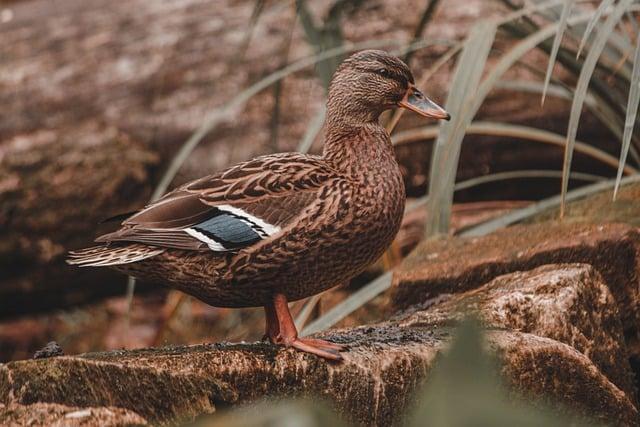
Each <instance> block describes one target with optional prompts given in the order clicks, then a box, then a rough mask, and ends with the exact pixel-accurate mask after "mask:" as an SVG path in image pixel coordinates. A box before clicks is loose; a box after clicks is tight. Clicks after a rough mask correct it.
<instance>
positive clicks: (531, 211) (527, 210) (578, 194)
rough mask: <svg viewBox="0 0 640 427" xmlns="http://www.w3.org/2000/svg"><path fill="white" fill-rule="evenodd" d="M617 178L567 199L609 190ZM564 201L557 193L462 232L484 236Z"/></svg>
mask: <svg viewBox="0 0 640 427" xmlns="http://www.w3.org/2000/svg"><path fill="white" fill-rule="evenodd" d="M639 181H640V176H639V175H632V176H628V177H625V178H623V179H622V181H621V185H624V184H630V183H633V182H639ZM615 182H616V180H615V179H610V180H607V181H601V182H597V183H595V184H591V185H585V186H584V187H580V188H576V189H575V190H571V191H569V192H568V193H567V194H566V197H565V201H574V200H579V199H582V198H584V197H587V196H590V195H592V194H595V193H599V192H601V191H605V190H608V189H610V188H613V187H614V186H615ZM561 203H562V196H561V195H556V196H553V197H549V198H548V199H544V200H541V201H539V202H537V203H534V204H533V205H531V206H527V207H526V208H522V209H517V210H515V211H512V212H509V213H507V214H505V215H503V216H501V217H499V218H494V219H492V220H489V221H487V222H484V223H482V224H479V225H476V226H473V227H471V228H468V229H467V230H465V231H464V232H462V233H460V235H461V236H484V235H485V234H489V233H492V232H494V231H496V230H499V229H501V228H504V227H508V226H509V225H512V224H516V223H518V222H520V221H523V220H525V219H527V218H530V217H532V216H535V215H538V214H539V213H541V212H544V211H546V210H548V209H552V208H555V207H557V206H559V205H560V204H561Z"/></svg>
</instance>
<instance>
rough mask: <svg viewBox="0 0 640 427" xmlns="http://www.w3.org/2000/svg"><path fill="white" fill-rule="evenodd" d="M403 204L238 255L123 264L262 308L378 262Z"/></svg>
mask: <svg viewBox="0 0 640 427" xmlns="http://www.w3.org/2000/svg"><path fill="white" fill-rule="evenodd" d="M401 219H402V205H400V204H398V206H394V208H393V209H390V210H386V212H385V213H384V215H383V216H380V215H366V214H365V215H362V216H357V215H356V217H355V218H354V219H353V220H352V221H351V222H350V223H345V224H341V225H340V226H337V225H336V223H335V222H334V221H329V220H327V222H326V223H325V224H322V226H321V227H319V228H318V229H317V231H316V232H315V233H314V234H310V233H308V232H307V231H306V230H304V228H301V229H300V230H299V233H298V234H299V235H300V238H296V233H295V232H294V233H292V234H289V235H288V236H285V237H283V238H282V240H280V241H278V240H276V241H274V242H272V243H271V244H270V245H264V246H263V247H261V248H257V249H255V250H251V251H247V252H243V251H241V252H239V253H238V254H236V255H231V254H227V255H220V254H216V253H213V252H189V251H179V250H167V251H166V252H165V253H163V254H160V255H158V256H156V257H153V258H149V259H147V260H144V261H141V262H138V263H132V264H126V265H121V266H118V267H117V269H118V270H119V271H121V272H123V273H126V274H129V275H132V276H134V277H138V278H140V279H147V280H152V281H157V282H160V283H165V284H167V285H169V286H171V287H173V288H176V289H179V290H181V291H183V292H185V293H187V294H190V295H192V296H194V297H196V298H198V299H200V300H202V301H204V302H206V303H207V304H210V305H213V306H216V307H256V306H262V305H265V304H266V303H268V302H269V301H270V300H271V298H272V296H273V294H275V293H283V294H285V295H286V296H287V298H288V299H289V300H290V301H294V300H298V299H302V298H306V297H308V296H311V295H315V294H318V293H320V292H322V291H324V290H327V289H329V288H332V287H334V286H337V285H340V284H343V283H345V282H346V281H348V280H349V279H351V278H352V277H354V276H355V275H357V274H359V273H360V272H362V271H363V270H364V269H365V268H366V267H367V266H369V265H370V264H371V263H372V262H374V261H376V260H377V259H378V258H379V257H380V256H381V255H382V254H383V253H384V251H385V250H386V248H387V247H388V246H389V245H390V244H391V242H392V241H393V238H394V237H395V235H396V233H397V232H398V229H399V227H400V222H401Z"/></svg>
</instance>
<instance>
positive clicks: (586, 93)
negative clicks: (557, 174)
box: [560, 0, 633, 218]
mask: <svg viewBox="0 0 640 427" xmlns="http://www.w3.org/2000/svg"><path fill="white" fill-rule="evenodd" d="M631 4H633V0H620V2H619V3H618V4H617V5H616V6H615V8H614V9H613V12H612V13H611V14H610V15H609V16H608V17H607V19H606V20H605V22H604V24H602V26H601V27H600V28H599V29H598V32H597V34H596V37H595V39H594V41H593V45H592V47H591V49H590V50H589V53H588V54H587V57H586V58H585V61H584V64H583V66H582V70H581V71H580V77H578V83H577V85H576V92H575V96H574V98H573V103H572V105H571V113H570V116H569V125H568V127H567V145H566V147H565V151H564V161H563V165H562V170H563V171H564V177H563V178H562V190H561V198H562V203H561V204H560V217H561V218H562V217H563V216H564V209H565V200H564V199H565V198H566V195H567V188H568V186H569V170H570V169H571V160H572V157H573V149H574V146H575V140H576V135H577V133H578V124H579V121H580V116H581V114H582V107H583V104H584V99H585V97H586V94H587V89H588V87H589V81H590V80H591V76H592V75H593V72H594V70H595V67H596V64H597V62H598V58H599V57H600V54H601V53H602V50H603V49H604V47H605V44H606V43H607V39H608V37H609V35H610V34H611V31H612V30H613V28H614V27H615V26H616V25H617V23H618V22H619V21H620V19H621V18H622V15H624V13H625V12H626V10H627V9H628V8H629V6H631Z"/></svg>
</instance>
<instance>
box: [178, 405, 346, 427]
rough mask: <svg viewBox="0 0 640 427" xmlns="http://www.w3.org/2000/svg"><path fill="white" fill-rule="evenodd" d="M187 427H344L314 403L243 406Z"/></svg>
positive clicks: (216, 415) (339, 420) (325, 406)
mask: <svg viewBox="0 0 640 427" xmlns="http://www.w3.org/2000/svg"><path fill="white" fill-rule="evenodd" d="M187 425H188V426H190V427H325V426H327V427H344V426H346V424H344V423H343V422H342V421H341V420H340V419H339V418H338V417H337V416H336V415H335V414H334V413H333V412H331V411H330V410H329V408H328V406H327V405H325V404H322V403H318V402H316V401H314V402H311V401H305V400H289V401H287V400H283V401H266V402H261V403H257V404H255V405H247V406H245V407H241V408H238V409H233V410H230V411H227V412H224V413H222V414H221V415H214V416H210V417H204V418H202V419H200V420H198V421H196V422H195V423H191V424H187Z"/></svg>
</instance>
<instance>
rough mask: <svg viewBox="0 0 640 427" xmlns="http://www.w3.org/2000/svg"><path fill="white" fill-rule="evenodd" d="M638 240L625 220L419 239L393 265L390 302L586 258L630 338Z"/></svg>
mask: <svg viewBox="0 0 640 427" xmlns="http://www.w3.org/2000/svg"><path fill="white" fill-rule="evenodd" d="M639 244H640V235H639V234H638V232H637V230H636V229H635V228H632V227H629V226H626V225H622V224H607V225H593V224H557V223H543V224H535V225H521V226H514V227H509V228H506V229H503V230H499V231H497V232H495V233H492V234H490V235H487V236H484V237H478V238H461V237H454V238H450V239H446V240H437V241H427V242H423V243H422V244H420V245H419V246H418V247H417V248H416V250H415V251H414V252H413V253H412V254H411V255H410V256H409V257H407V259H405V261H404V262H403V263H402V265H401V266H400V267H399V268H398V269H396V271H395V274H394V284H393V289H392V301H393V306H394V307H395V308H396V309H403V308H407V307H409V306H411V305H413V304H416V303H417V302H421V301H426V300H428V299H429V298H432V297H434V296H436V295H439V294H442V293H459V292H464V291H466V290H470V289H474V288H477V287H479V286H481V285H483V284H485V283H487V282H488V281H490V280H491V279H493V278H495V277H497V276H499V275H502V274H506V273H510V272H514V271H520V270H530V269H533V268H535V267H538V266H541V265H544V264H555V263H576V262H577V263H586V264H590V265H592V266H593V267H594V268H595V269H596V270H597V271H598V272H599V273H600V274H601V275H602V277H603V279H604V280H605V282H606V284H607V285H608V287H609V289H610V291H611V293H612V294H613V297H614V298H615V300H616V303H617V304H618V309H619V312H620V316H621V320H622V324H623V327H624V331H625V335H626V337H627V338H628V339H629V340H631V341H636V340H637V335H638V325H639V324H640V323H639V321H640V295H639V293H640V287H639V272H640V264H639V261H640V251H639Z"/></svg>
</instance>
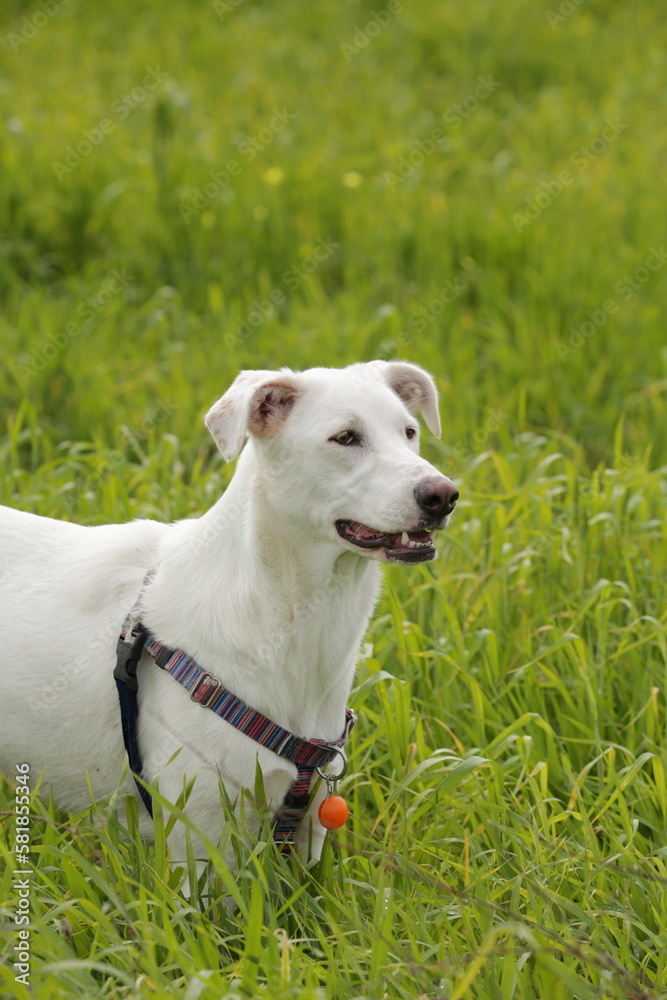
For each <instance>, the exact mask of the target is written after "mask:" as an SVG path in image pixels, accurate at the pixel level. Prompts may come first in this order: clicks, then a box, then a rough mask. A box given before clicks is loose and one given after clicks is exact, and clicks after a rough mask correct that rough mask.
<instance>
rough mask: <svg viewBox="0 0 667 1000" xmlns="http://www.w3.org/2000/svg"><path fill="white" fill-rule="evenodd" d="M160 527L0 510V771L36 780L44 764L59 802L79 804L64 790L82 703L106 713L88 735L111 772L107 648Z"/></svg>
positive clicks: (117, 759)
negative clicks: (97, 744)
mask: <svg viewBox="0 0 667 1000" xmlns="http://www.w3.org/2000/svg"><path fill="white" fill-rule="evenodd" d="M168 530H169V526H168V525H164V524H159V523H158V522H154V521H134V522H131V523H129V524H115V525H104V526H101V527H90V528H84V527H81V526H80V525H76V524H71V523H69V522H64V521H55V520H52V519H51V518H47V517H38V516H37V515H35V514H28V513H25V512H23V511H17V510H12V509H10V508H8V507H0V552H1V553H2V557H1V558H2V561H1V563H0V648H2V650H3V663H2V668H1V669H0V704H2V717H3V725H2V736H1V738H0V770H3V771H4V772H5V773H7V774H9V773H11V772H12V771H13V768H14V766H15V765H16V764H17V763H20V762H26V761H27V762H29V763H30V764H31V769H32V771H33V772H34V775H35V780H36V779H37V777H38V776H39V774H40V772H41V771H42V769H43V768H44V767H46V766H47V764H48V769H47V779H48V781H49V782H52V783H53V784H54V787H55V788H56V790H57V791H60V793H61V794H60V799H61V801H63V804H65V805H70V804H71V805H72V806H73V807H76V806H79V805H80V804H81V802H80V800H79V798H77V797H72V796H71V795H70V794H68V792H69V789H70V788H71V787H72V776H71V774H70V773H69V771H70V768H71V761H73V760H77V759H78V758H79V756H80V755H79V754H78V753H77V752H76V743H77V739H78V738H80V734H82V731H83V729H84V728H85V720H86V718H87V716H88V714H89V705H90V704H91V703H94V704H96V705H99V706H100V707H103V711H106V714H107V715H108V718H105V719H98V720H97V722H98V725H99V728H98V735H97V738H98V739H99V740H100V742H102V743H104V742H105V741H106V742H107V743H108V747H106V749H107V751H108V759H109V765H110V772H111V773H117V772H118V759H121V760H122V756H123V747H122V742H120V743H119V740H118V727H117V725H114V723H115V722H116V721H117V720H116V713H117V705H116V702H115V700H114V699H115V692H114V691H113V686H114V681H113V667H114V650H115V644H116V640H117V637H118V634H119V632H120V627H121V625H122V622H123V619H124V617H125V615H126V613H127V610H128V608H129V607H130V606H131V605H132V602H133V601H134V599H135V597H136V594H137V592H138V590H139V587H140V586H141V581H142V579H143V575H144V573H145V572H146V570H147V569H150V568H151V566H152V565H153V563H154V560H155V558H156V553H157V548H158V544H159V541H160V538H161V537H162V536H163V535H164V534H165V532H167V531H168ZM106 688H109V697H107V698H100V689H106ZM63 703H64V704H66V705H67V706H68V709H67V711H66V712H63ZM54 733H57V734H59V738H58V739H57V741H54V739H53V737H54ZM112 757H114V758H115V760H113V761H112V759H111V758H112ZM92 777H93V778H94V776H92Z"/></svg>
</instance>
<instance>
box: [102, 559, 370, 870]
mask: <svg viewBox="0 0 667 1000" xmlns="http://www.w3.org/2000/svg"><path fill="white" fill-rule="evenodd" d="M154 572H155V571H154V570H151V571H150V572H149V573H148V574H147V576H146V577H145V579H144V583H143V586H142V588H141V592H140V594H139V597H138V598H137V600H136V602H135V604H134V606H133V607H132V610H131V611H130V612H129V614H128V615H127V617H126V619H125V622H124V624H123V630H122V632H121V634H120V637H119V639H118V646H117V660H116V668H115V670H114V677H115V679H116V686H117V689H118V698H119V703H120V711H121V723H122V728H123V741H124V743H125V749H126V750H127V754H128V758H129V762H130V769H131V771H132V774H133V777H134V779H135V782H136V785H137V788H138V790H139V794H140V796H141V799H142V801H143V803H144V805H145V806H146V808H147V810H148V812H149V813H150V815H151V816H152V815H153V802H152V798H151V795H150V793H149V792H148V791H147V789H146V788H144V787H143V785H141V784H140V783H139V782H138V781H137V776H139V777H141V776H142V772H143V764H142V760H141V754H140V750H139V743H138V739H137V719H138V714H139V709H138V703H137V690H138V680H137V666H138V664H139V660H140V659H141V655H142V653H143V652H144V651H145V652H147V653H149V655H150V656H151V657H152V658H153V659H154V660H155V663H156V664H157V665H158V667H160V668H161V669H162V670H165V671H166V673H168V674H170V675H171V676H172V677H173V678H174V680H176V681H178V683H179V684H181V685H182V686H183V687H184V688H185V689H186V691H188V692H189V694H190V698H191V699H192V701H195V702H197V704H199V705H201V706H202V708H208V709H210V710H211V711H212V712H215V714H216V715H219V716H220V718H221V719H224V721H225V722H228V723H229V724H230V725H231V726H234V728H235V729H238V730H239V732H242V733H244V735H245V736H249V737H250V739H253V740H254V741H255V742H256V743H259V744H260V745H261V746H264V747H267V749H269V750H272V751H273V752H274V753H276V754H278V756H279V757H284V758H285V759H286V760H290V761H292V763H294V764H296V767H297V777H296V779H295V780H294V782H293V783H292V786H291V788H290V790H289V792H288V793H287V795H286V796H285V799H284V800H283V804H282V808H281V809H280V811H279V814H278V816H277V818H276V821H275V825H274V831H273V835H274V840H275V842H276V843H277V844H278V845H279V847H280V848H281V850H282V851H283V852H285V853H288V852H289V851H290V850H291V847H292V845H293V844H294V835H295V833H296V830H297V828H298V826H299V823H300V822H301V819H302V817H303V814H304V812H305V810H306V808H307V806H308V803H309V801H310V786H311V783H312V778H313V774H314V772H315V770H316V769H317V768H322V767H324V766H325V765H327V764H330V763H331V761H332V760H333V759H334V757H336V756H338V755H339V754H340V753H341V751H342V747H343V746H344V744H345V742H346V740H347V737H348V735H349V732H350V730H351V728H352V726H353V725H354V724H355V722H356V721H357V717H356V715H355V713H354V712H353V711H352V709H350V708H346V709H345V727H344V730H343V734H342V736H341V737H340V738H339V739H337V740H333V741H327V740H319V739H304V738H303V737H301V736H297V735H296V734H295V733H292V732H290V731H289V730H288V729H284V728H283V727H282V726H279V725H278V723H277V722H272V721H271V719H269V718H267V716H265V715H263V714H262V713H261V712H258V711H257V710H256V709H254V708H251V707H250V706H249V705H247V704H246V702H244V701H242V700H241V699H240V698H237V696H236V695H234V694H232V692H231V691H229V690H228V689H227V688H226V687H225V686H224V685H223V684H222V681H220V680H218V678H217V677H215V676H214V675H213V674H209V673H208V672H207V671H205V670H203V668H202V667H200V666H199V664H197V663H196V662H195V661H194V660H193V659H192V657H191V656H188V654H187V653H185V652H184V651H183V650H182V649H172V648H170V647H168V646H166V645H165V644H164V643H162V642H160V640H159V639H157V638H156V636H155V635H153V633H152V632H150V631H149V630H148V629H147V628H146V627H145V626H144V625H143V624H142V622H141V613H142V610H143V596H144V592H145V589H146V587H147V585H148V584H149V583H150V580H151V579H152V577H153V575H154Z"/></svg>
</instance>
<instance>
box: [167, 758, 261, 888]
mask: <svg viewBox="0 0 667 1000" xmlns="http://www.w3.org/2000/svg"><path fill="white" fill-rule="evenodd" d="M159 788H160V792H161V794H162V795H164V797H165V798H166V799H167V800H168V801H169V802H173V803H178V802H179V797H180V796H181V794H182V792H183V776H182V774H181V775H180V777H179V775H178V774H176V773H174V774H173V775H172V774H168V773H166V772H163V773H162V774H161V775H160V779H159ZM225 799H227V801H228V802H229V803H230V805H229V808H234V811H235V812H236V813H237V815H238V805H236V806H235V805H234V800H237V802H238V789H232V788H231V787H227V786H226V788H225V791H224V792H223V793H221V789H220V779H219V775H218V774H217V772H215V771H213V770H209V769H204V770H200V771H199V773H198V774H197V776H196V778H195V781H194V784H193V786H192V788H191V790H190V794H189V796H188V799H187V802H186V803H185V805H184V806H183V812H184V813H185V815H186V816H187V817H188V818H190V819H192V821H193V824H194V826H195V827H196V829H192V828H191V827H190V826H189V824H188V823H187V821H183V820H180V819H179V820H177V821H176V823H175V824H174V827H173V829H172V831H171V833H170V835H169V840H168V847H169V857H170V863H171V864H172V865H181V866H183V867H184V868H185V869H186V870H187V866H188V846H187V844H188V840H189V841H190V845H191V850H192V855H193V856H194V859H195V867H196V875H197V880H199V879H200V878H201V876H202V874H203V873H204V871H205V870H206V868H207V866H208V865H209V862H210V860H211V859H210V851H209V849H208V847H207V844H206V841H208V842H209V843H211V844H212V845H213V846H214V847H215V848H216V849H218V848H221V850H222V858H223V861H224V863H225V865H226V866H227V868H228V869H229V870H230V872H232V873H233V871H234V867H235V864H234V850H233V846H232V844H231V843H229V842H228V843H227V844H226V846H225V838H224V837H223V836H222V835H223V832H224V828H225V824H226V821H227V817H226V815H225V804H224V802H225ZM165 813H166V814H167V815H168V808H167V809H166V810H165ZM166 818H167V816H165V819H166ZM243 819H244V829H245V830H246V831H247V834H248V837H249V838H252V839H256V836H257V832H258V829H259V823H258V820H257V817H256V816H255V815H254V814H253V813H252V810H250V809H248V810H244V817H243ZM197 830H199V831H201V834H202V835H203V836H202V835H200V834H199V833H198V832H197ZM221 839H222V841H223V843H222V845H221ZM213 874H214V872H213V871H212V872H211V878H212V877H213ZM224 881H225V880H224V878H223V883H224ZM191 890H192V886H191V885H190V878H189V876H187V875H186V878H185V881H184V883H183V885H182V887H181V891H182V893H183V895H184V896H186V898H187V897H190V896H191Z"/></svg>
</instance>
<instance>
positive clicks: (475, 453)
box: [447, 406, 510, 475]
mask: <svg viewBox="0 0 667 1000" xmlns="http://www.w3.org/2000/svg"><path fill="white" fill-rule="evenodd" d="M484 412H485V417H484V420H483V422H482V423H481V424H480V425H479V427H476V428H475V430H474V431H472V433H470V434H466V435H465V436H464V437H462V438H460V439H459V440H458V441H457V442H456V444H453V445H450V446H448V448H447V451H448V452H449V453H453V457H454V467H453V469H452V470H450V472H451V474H452V475H454V474H456V471H457V469H459V468H461V466H463V465H465V464H467V463H468V462H470V461H471V460H472V459H473V458H474V457H475V456H476V455H478V454H479V451H480V448H483V447H484V446H485V445H486V444H487V443H488V441H489V438H490V437H491V435H492V434H495V433H496V432H497V431H499V430H500V428H501V427H504V426H505V424H506V423H507V422H508V420H509V419H510V415H509V413H505V412H504V411H503V409H502V408H499V409H492V408H491V407H490V406H487V407H485V408H484ZM448 457H449V456H448Z"/></svg>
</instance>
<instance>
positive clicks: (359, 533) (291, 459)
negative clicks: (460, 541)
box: [206, 361, 458, 563]
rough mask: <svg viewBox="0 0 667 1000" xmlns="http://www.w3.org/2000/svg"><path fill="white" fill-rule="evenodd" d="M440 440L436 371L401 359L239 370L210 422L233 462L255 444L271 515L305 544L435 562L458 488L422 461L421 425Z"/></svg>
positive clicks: (213, 410) (206, 419)
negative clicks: (439, 544)
mask: <svg viewBox="0 0 667 1000" xmlns="http://www.w3.org/2000/svg"><path fill="white" fill-rule="evenodd" d="M417 413H422V415H423V417H424V420H425V421H426V425H427V426H428V428H429V430H431V431H432V432H433V433H434V434H436V435H437V436H439V435H440V420H439V417H438V406H437V392H436V388H435V384H434V382H433V379H432V378H431V376H430V375H429V374H428V373H427V372H425V371H424V370H423V369H421V368H419V367H418V366H417V365H412V364H408V363H406V362H399V361H395V362H386V361H372V362H369V363H367V364H364V363H361V364H355V365H350V366H349V367H348V368H342V369H337V368H311V369H309V370H307V371H303V372H294V371H291V370H290V369H286V368H283V369H281V370H280V371H276V372H270V371H246V372H242V373H241V374H240V375H239V376H238V378H237V379H236V380H235V382H234V383H233V385H232V386H231V387H230V389H229V390H228V391H227V392H226V393H225V395H224V396H223V397H222V398H221V399H219V400H218V402H217V403H215V404H214V405H213V406H212V407H211V409H210V410H209V412H208V414H207V416H206V424H207V426H208V428H209V430H210V432H211V434H212V435H213V437H214V438H215V441H216V442H217V444H218V447H219V448H220V451H221V452H222V454H223V455H224V457H225V458H226V459H227V460H228V461H231V460H232V459H233V458H235V457H236V456H237V455H238V453H239V452H240V450H241V448H242V447H243V443H244V441H245V439H246V436H249V437H250V441H251V450H252V453H253V456H254V458H255V468H254V470H253V474H254V475H255V476H256V482H257V485H258V490H259V494H260V495H261V497H262V500H263V502H264V503H265V504H266V505H267V507H268V508H269V510H270V512H272V513H273V514H274V515H275V516H277V517H278V518H280V520H281V522H282V523H283V524H285V525H289V526H291V527H292V528H293V529H294V530H295V531H296V532H297V533H298V536H299V538H300V540H301V541H300V544H301V543H302V544H303V545H307V544H308V543H309V542H312V541H316V540H325V539H328V540H331V541H335V542H336V544H337V545H338V546H341V547H343V548H345V549H348V550H351V551H354V552H356V553H357V554H359V555H363V556H368V557H371V558H374V559H381V560H386V561H389V562H409V563H412V562H425V561H427V560H429V559H433V558H434V557H435V554H436V552H435V547H434V545H433V539H432V533H433V531H434V530H436V529H438V528H443V527H444V526H445V525H446V524H447V521H448V520H449V516H450V515H451V513H452V511H453V509H454V505H455V503H456V500H457V499H458V492H457V490H456V488H455V486H454V484H453V483H452V482H451V480H449V479H448V478H447V477H446V476H443V475H442V474H441V473H440V472H438V470H437V469H435V468H434V467H433V466H432V465H430V464H429V463H428V462H427V461H426V460H425V459H423V458H420V456H419V424H418V422H417V420H416V419H415V418H416V414H417Z"/></svg>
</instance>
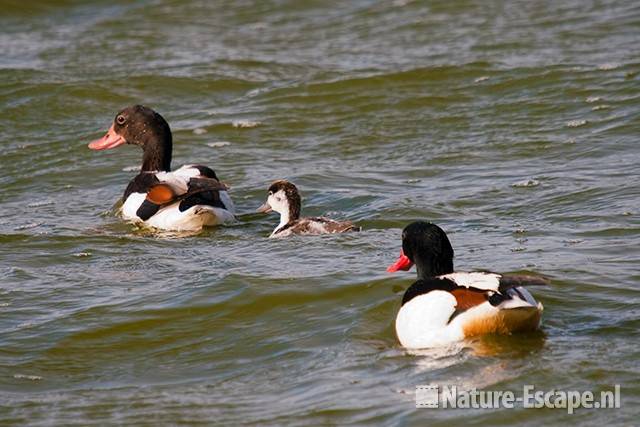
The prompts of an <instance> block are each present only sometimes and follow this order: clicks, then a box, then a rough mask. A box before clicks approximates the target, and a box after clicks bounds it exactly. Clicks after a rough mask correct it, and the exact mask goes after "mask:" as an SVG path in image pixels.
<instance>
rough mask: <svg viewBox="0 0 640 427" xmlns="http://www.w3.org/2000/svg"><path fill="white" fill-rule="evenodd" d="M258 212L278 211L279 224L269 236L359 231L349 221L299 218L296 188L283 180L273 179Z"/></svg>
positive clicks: (298, 194) (299, 199)
mask: <svg viewBox="0 0 640 427" xmlns="http://www.w3.org/2000/svg"><path fill="white" fill-rule="evenodd" d="M258 211H259V212H264V213H268V212H271V211H276V212H278V213H280V224H278V226H277V227H276V228H275V230H274V231H273V233H271V236H270V237H285V236H290V235H291V234H332V233H345V232H349V231H360V227H358V226H356V225H355V224H353V223H352V222H351V221H335V220H332V219H329V218H325V217H307V218H300V211H301V198H300V193H299V192H298V188H297V187H296V186H295V185H293V184H292V183H290V182H289V181H285V180H278V181H275V182H274V183H273V184H271V186H270V187H269V195H268V197H267V201H266V202H265V204H264V205H262V206H261V207H260V208H259V209H258Z"/></svg>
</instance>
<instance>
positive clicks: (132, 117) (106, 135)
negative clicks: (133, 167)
mask: <svg viewBox="0 0 640 427" xmlns="http://www.w3.org/2000/svg"><path fill="white" fill-rule="evenodd" d="M124 143H127V144H134V145H138V146H140V147H142V150H143V151H144V155H143V158H142V171H169V170H170V169H171V151H172V148H173V142H172V137H171V129H170V128H169V124H168V123H167V121H166V120H165V119H164V118H163V117H162V116H161V115H160V114H158V113H156V112H155V111H153V110H152V109H151V108H148V107H145V106H143V105H133V106H131V107H127V108H125V109H124V110H122V111H120V112H119V113H118V114H117V115H116V117H115V119H114V120H113V124H112V125H111V127H110V128H109V130H108V131H107V133H106V135H105V136H103V137H102V138H100V139H97V140H95V141H93V142H92V143H90V144H89V148H91V149H92V150H108V149H110V148H115V147H117V146H119V145H122V144H124Z"/></svg>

────────

About this exercise: Retype exactly the lines above, from the one with "positive clicks: (359, 533) (291, 459)" through the one with "positive clicks: (213, 410) (206, 419)", inclusive.

Exercise result:
positive clicks: (359, 533) (291, 459)
negative clicks: (460, 541)
box: [206, 361, 458, 563]
rough mask: <svg viewBox="0 0 667 1000" xmlns="http://www.w3.org/2000/svg"><path fill="white" fill-rule="evenodd" d="M440 440L436 371L401 359L239 370L210 422L233 462L255 444L271 515L305 544L435 562L458 488L422 461L421 425Z"/></svg>
positive clicks: (213, 410) (206, 419)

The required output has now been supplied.